## To do
Output the records precisely as they stand. Pictures are to be skipped.
--- START ---
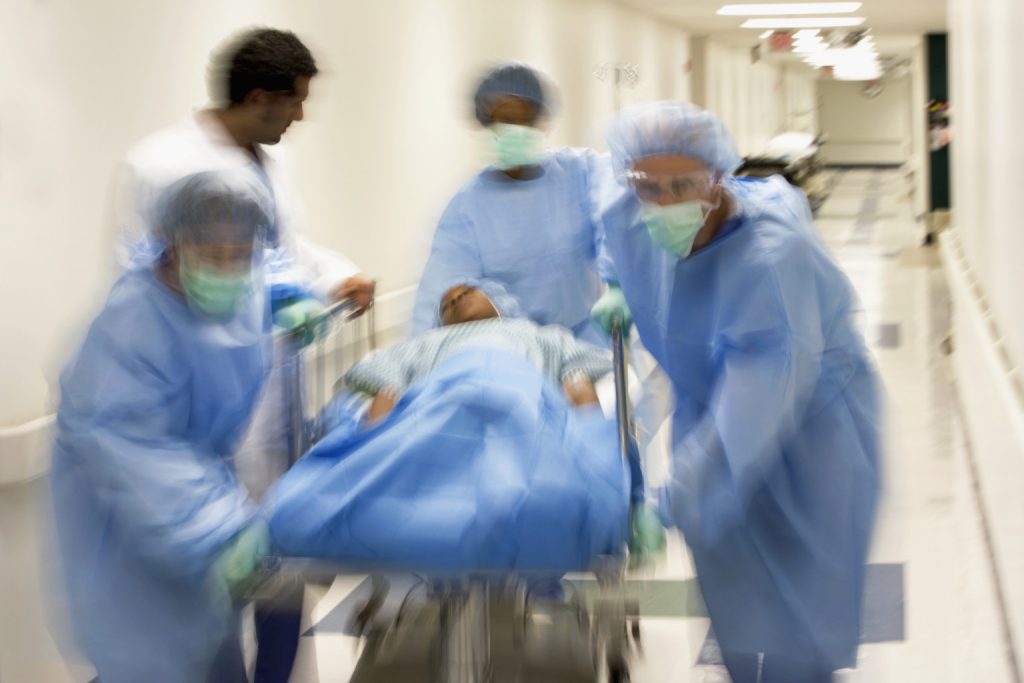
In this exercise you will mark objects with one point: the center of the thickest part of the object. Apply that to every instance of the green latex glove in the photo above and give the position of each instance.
(295, 315)
(647, 536)
(243, 555)
(611, 307)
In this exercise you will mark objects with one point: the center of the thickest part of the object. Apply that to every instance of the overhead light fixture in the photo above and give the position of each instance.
(790, 8)
(804, 23)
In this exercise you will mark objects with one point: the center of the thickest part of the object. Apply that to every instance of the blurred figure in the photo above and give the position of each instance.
(526, 220)
(259, 81)
(775, 431)
(155, 529)
(479, 314)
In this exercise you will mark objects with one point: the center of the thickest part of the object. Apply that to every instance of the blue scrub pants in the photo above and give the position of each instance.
(744, 668)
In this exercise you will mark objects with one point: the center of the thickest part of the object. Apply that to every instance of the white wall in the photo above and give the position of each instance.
(865, 130)
(387, 139)
(987, 76)
(987, 175)
(756, 100)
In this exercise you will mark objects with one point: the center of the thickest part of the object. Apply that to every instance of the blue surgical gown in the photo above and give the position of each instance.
(143, 486)
(775, 431)
(537, 238)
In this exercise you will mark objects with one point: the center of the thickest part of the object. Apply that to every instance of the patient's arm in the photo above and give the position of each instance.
(580, 390)
(381, 407)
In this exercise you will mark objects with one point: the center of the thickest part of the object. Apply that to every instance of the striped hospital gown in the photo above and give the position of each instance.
(551, 348)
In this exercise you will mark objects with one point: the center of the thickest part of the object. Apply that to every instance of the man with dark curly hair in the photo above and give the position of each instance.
(258, 82)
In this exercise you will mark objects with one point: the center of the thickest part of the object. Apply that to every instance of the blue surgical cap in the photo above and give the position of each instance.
(510, 80)
(671, 128)
(506, 304)
(215, 206)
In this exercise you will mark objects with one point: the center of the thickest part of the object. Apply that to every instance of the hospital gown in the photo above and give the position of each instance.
(550, 349)
(775, 431)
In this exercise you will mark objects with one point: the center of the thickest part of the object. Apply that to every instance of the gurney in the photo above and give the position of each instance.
(464, 624)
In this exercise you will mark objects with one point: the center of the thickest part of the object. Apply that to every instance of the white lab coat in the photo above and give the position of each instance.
(201, 143)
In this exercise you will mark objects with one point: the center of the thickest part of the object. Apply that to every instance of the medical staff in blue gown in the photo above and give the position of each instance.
(526, 221)
(775, 431)
(155, 530)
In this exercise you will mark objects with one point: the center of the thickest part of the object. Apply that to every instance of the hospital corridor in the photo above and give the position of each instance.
(546, 341)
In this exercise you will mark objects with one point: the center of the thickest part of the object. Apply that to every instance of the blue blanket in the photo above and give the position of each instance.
(482, 465)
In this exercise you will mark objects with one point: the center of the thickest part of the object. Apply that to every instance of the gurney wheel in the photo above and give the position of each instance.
(619, 673)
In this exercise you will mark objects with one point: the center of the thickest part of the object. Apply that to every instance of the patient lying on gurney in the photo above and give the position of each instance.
(478, 459)
(470, 318)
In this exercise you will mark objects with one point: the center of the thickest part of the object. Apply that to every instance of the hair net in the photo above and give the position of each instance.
(671, 128)
(233, 201)
(512, 79)
(506, 304)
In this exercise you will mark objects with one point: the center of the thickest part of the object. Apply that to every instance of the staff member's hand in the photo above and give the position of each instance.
(611, 308)
(358, 290)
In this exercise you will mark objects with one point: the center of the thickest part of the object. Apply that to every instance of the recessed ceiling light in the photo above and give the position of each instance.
(788, 8)
(804, 23)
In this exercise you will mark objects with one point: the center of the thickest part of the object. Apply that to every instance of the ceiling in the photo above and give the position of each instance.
(889, 19)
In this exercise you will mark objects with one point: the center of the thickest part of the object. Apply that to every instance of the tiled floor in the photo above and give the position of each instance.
(936, 617)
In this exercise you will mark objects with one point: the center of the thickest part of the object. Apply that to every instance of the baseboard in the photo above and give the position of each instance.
(863, 166)
(991, 397)
(25, 450)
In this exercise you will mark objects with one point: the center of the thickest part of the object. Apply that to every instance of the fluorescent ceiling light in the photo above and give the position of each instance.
(790, 8)
(867, 72)
(804, 23)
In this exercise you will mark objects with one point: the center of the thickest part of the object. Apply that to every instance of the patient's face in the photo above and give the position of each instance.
(463, 303)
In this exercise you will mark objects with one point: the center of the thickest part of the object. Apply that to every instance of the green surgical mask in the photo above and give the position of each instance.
(517, 146)
(213, 293)
(675, 227)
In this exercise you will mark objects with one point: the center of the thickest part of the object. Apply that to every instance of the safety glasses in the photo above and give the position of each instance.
(671, 188)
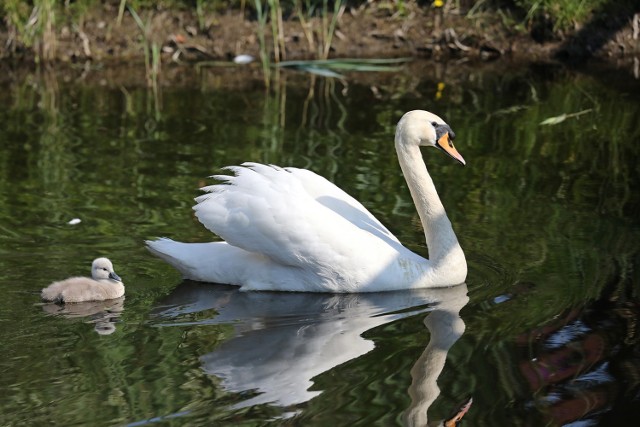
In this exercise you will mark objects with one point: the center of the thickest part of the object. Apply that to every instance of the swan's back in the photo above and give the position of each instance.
(289, 229)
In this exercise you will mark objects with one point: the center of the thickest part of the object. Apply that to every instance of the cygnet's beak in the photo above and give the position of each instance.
(446, 144)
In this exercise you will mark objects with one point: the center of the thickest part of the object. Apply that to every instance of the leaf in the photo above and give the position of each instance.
(554, 120)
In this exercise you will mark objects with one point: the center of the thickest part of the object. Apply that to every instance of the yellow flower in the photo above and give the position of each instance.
(439, 91)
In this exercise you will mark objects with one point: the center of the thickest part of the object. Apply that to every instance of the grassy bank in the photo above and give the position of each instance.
(36, 28)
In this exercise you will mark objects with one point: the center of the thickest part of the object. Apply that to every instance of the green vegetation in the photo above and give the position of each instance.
(36, 24)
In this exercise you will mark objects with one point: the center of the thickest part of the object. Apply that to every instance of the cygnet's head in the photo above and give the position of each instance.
(420, 127)
(102, 269)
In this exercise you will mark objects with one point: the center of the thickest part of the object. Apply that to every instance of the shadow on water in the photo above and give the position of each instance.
(547, 215)
(283, 341)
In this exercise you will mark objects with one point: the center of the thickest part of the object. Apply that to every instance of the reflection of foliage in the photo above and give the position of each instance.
(547, 214)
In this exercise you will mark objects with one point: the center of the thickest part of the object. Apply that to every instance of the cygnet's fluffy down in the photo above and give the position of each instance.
(104, 285)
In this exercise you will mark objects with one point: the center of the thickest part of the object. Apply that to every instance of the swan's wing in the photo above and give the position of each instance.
(334, 198)
(298, 222)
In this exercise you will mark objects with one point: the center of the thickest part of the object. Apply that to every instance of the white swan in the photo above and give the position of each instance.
(288, 229)
(104, 285)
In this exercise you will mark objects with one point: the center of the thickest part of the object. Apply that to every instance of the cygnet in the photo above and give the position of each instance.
(104, 285)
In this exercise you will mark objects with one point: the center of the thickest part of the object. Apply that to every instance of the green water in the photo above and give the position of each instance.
(548, 217)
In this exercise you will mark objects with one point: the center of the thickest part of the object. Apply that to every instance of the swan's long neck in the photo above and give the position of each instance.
(444, 249)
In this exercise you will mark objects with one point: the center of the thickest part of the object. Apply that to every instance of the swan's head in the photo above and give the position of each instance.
(420, 127)
(102, 269)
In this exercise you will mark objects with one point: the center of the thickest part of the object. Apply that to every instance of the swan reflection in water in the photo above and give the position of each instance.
(102, 314)
(282, 341)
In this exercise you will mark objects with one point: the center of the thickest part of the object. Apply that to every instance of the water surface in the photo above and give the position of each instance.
(544, 332)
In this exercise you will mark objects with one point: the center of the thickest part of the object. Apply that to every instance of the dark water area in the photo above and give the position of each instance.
(544, 332)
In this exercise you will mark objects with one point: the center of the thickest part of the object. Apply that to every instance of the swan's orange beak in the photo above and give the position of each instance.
--- END ---
## Answer box
In this exercise you will mark objects with one point: the center of the thickest part of the object. Apply that to every instance of the green latex glove in the photo above and give the position of each instance.
(295, 315)
(647, 536)
(243, 555)
(611, 307)
In this exercise you will mark objects with one point: the center of the thickest part of the object. Apply that to every instance of the overhead light fixture in the photo above and give the position of each instance.
(790, 8)
(804, 23)
In this exercise you will mark objects with one point: the center of the thickest part of the object. Apply that to every instance of the blurred figure in the photo above and give the position of each instance.
(526, 220)
(259, 81)
(775, 431)
(155, 529)
(479, 314)
In this exercise you will mark objects with one point: the center of the thickest part of the object. Apply that to every instance of the blue scrub pants in the photo above and give the position of each instance.
(744, 668)
In this exercise you will mark objects with one point: the center of the thickest part of the object. Apply that to every instance of the white wall in the photo above and give the position of each instance.
(865, 130)
(387, 139)
(987, 76)
(987, 175)
(756, 100)
In this exercise you will mark objects with one point: the center of the thickest part of the object. Apply that to every instance of the blue surgical gown in the photo above and give the position of each instance.
(143, 486)
(775, 431)
(537, 238)
In this exercise you will mark objects with one point: the center of the thickest part of the object. Apply that to every instance of the patient's arm in the photo above and give the position of each instance.
(580, 390)
(381, 407)
In this exercise you will mark objects with one point: the center of the thickest part of the object. Apply that to every instance of the striped hospital gown in the photo above and give the position of each instance.
(551, 348)
In this exercise you will mark objects with one point: the center of the thickest part of the object. Apply that to every instance of the man with dark curly hair in the photo above and give the position of each instance.
(258, 82)
In this exercise you will mark objects with one point: the center of the thickest part of the object. Apply that to every instance of the blue surgical cap in the photo above and give the position of each instance.
(510, 80)
(671, 128)
(506, 304)
(215, 206)
In this exercise you will mark objects with one point: the center of the thickest part of the object. Apply that to every instance of the hospital gown in the photo above and give the position of each instance.
(550, 349)
(775, 431)
In this exercise you will mark objects with one point: the center of the thickest part of the object. Apply that to every instance of the gurney in the photo above and give the position of each instance.
(464, 624)
In this exercise you will mark objects with one point: the center of the thickest part of the object. Apply that to every instance of the white lab coat in the photo above and give the position of each instance.
(201, 143)
In this exercise you will mark objects with one point: the center of the thickest part of the object. Apply that to every instance of the medical staff in blue gown in the photo above and give the position of each instance.
(526, 221)
(775, 431)
(155, 530)
In this exercise you will mark objects with one point: the center of the thickest part of the object. Apply that to every instance of the hospital corridor in the photo above and give the position of each instance.
(546, 341)
In this exercise you will mark objects with one point: the center of the thickest part of the object. Apply that to every instance of the blue blanket in the photo above and give the position of each instance.
(482, 465)
In this exercise you will mark objects with one point: the center of the thickest part of the object. Apply that to every instance of the gurney wheel in the photo above and give the position of each instance.
(619, 673)
In this exercise you will mark objects with one point: the center of the thickest part of the object. Apply that to every instance of the patient lying on gurney in the photo above and give the position of each instance.
(478, 459)
(470, 318)
In this exercise you will mark objects with one point: the center of the thickest part of the object. Apply that to every instance of the hair net in the photo above and give the position of each instance.
(671, 128)
(233, 201)
(512, 79)
(506, 304)
In this exercise you will mark objects with one point: the center of the thickest part of the object. Apply that to every instance of the staff member's hand in the photo above and give the position of each instance.
(611, 308)
(358, 290)
In this exercise you will mark objects with one point: the center of the thickest part of the object. Apply that to every instance of the recessed ceiling light in the photo above and give the position of each instance.
(788, 8)
(804, 23)
In this exercise you will mark objects with one point: the center of the thickest part of the object. Apply that to every instance of the ceiling in the photo above and give the position of each instance.
(889, 19)
In this exercise you will mark objects with one point: the center of the thickest part of the object. Apply that to every instance of the tiled floor in the photo above and give the position of each instance.
(936, 617)
In this exercise you will mark objects with one point: the center of the thickest part of the object. Apply that to every instance of the baseboard in the photo above and give the position of each instance.
(863, 166)
(991, 397)
(25, 450)
In this exercise you will mark objects with one point: the center of the thickest part of the object. Apply that to every instance of the fluorescent ceiling light in the photo above and give the position of each instance.
(790, 8)
(867, 72)
(804, 23)
In this exercise you will mark objects with one point: the center of the thickest part of the object. Apply that to every instance of the patient's face in the photo above and give the position of each instance.
(463, 303)
In this exercise you will mark objects with one point: the center of the thickest part of the object. Apply that to every instance of the green surgical mask in the photo above and give the position of each instance.
(517, 146)
(213, 293)
(675, 227)
In this exercise you will mark objects with one point: the center of the thickest part of the object. Apply that to every instance of the safety glasses in the photo above and give the position of each instance.
(671, 188)
In this exercise you will mark objects with one point: the center of the thickest part of the object. Apply that to every instance of the swan's back in the photo above and give the position of each instance.
(289, 229)
In this exercise you will mark objects with one point: the center of the thickest part of the object. Apply that to every instance of the cygnet's beak in the photo above and give the position of each instance.
(446, 144)
In this exercise you will mark objects with one point: the center of the thickest part of the object. Apply that to every instance of the leaf in the photo above and give the position of each instance.
(554, 120)
In this exercise you will mark objects with one point: the center of the thickest part of the object. Apply that to every instance of the yellow flower in the photo above and give the position of each instance.
(439, 91)
In this exercise you will mark objects with one point: the center of the thickest part of the object. Apply that to every instance of the grassy bank in the photo above and give the position of each instance.
(36, 28)
In this exercise you will mark objects with one point: the center of the thickest part of the object. Apply that to every instance of the green vegetation in the photo above and give the position of each instance.
(36, 24)
In this exercise you will mark objects with one point: the center of the thickest part of the object. Apply that to every instance of the cygnet's head in the photo above and give the position of each instance.
(420, 127)
(102, 269)
In this exercise you will mark objects with one point: the center of the thickest part of the object. Apply that to every instance of the shadow on water in the photo above and give the position of each instance.
(547, 215)
(283, 341)
In this exercise you will mark objects with one point: the center of the thickest part of the object. Apply that to every instance of the reflection of foliage in the photo above and give the position of each instance.
(547, 214)
In this exercise you will mark objects with one point: the center of the thickest part of the object. Apply that to every instance of the cygnet's fluffy down in the photo above and give the position of each instance.
(104, 285)
In this exercise you will mark objects with one point: the center of the thickest part of the object. Apply that to every instance of the swan's wing in the photo above and give the position of each instance.
(334, 198)
(298, 222)
In this exercise you will mark objects with one point: the center of the thickest part of the object. Apply that to every instance of the white swan in the photo above and give the position of each instance.
(288, 229)
(104, 285)
In this exercise you will mark objects with one point: the center of the thickest part of the object. Apply that to every instance of the cygnet in the photo above and give the position of each instance.
(104, 285)
In this exercise you will mark objects with one point: the center of the thickest part of the object. Apply that to every instance of the green water in the photo above and give the position of each instance.
(548, 217)
In this exercise you will mark objects with one point: the center of the thickest part of the object. Apply that to every instance of the swan's long neck in the photo above and give the position of each instance.
(444, 249)
In this exercise you will mark objects with one point: the center of the thickest part of the object. Apply that to every instance of the swan's head in the photo above and give the position of each instance.
(420, 127)
(102, 269)
In this exercise you will mark objects with one point: the center of the thickest part of the object. Apply that to every instance of the swan reflection in water in the photo above and give the position of each instance.
(102, 314)
(282, 341)
In this exercise you will mark objects with one point: the center of the thickest part of the object. Apply that to every instance of the water surface in the photo above and give the position of each instance.
(544, 332)
In this exercise you will mark objects with one point: the center of the thickest part of the object. Apply that to every instance of the dark water area in the photo above and give the position of each instance.
(544, 332)
In this exercise you will mark objects with one point: the center of the thickest part of the object. Apply that to every instance of the swan's orange beak in the photo above and give the position of each instance.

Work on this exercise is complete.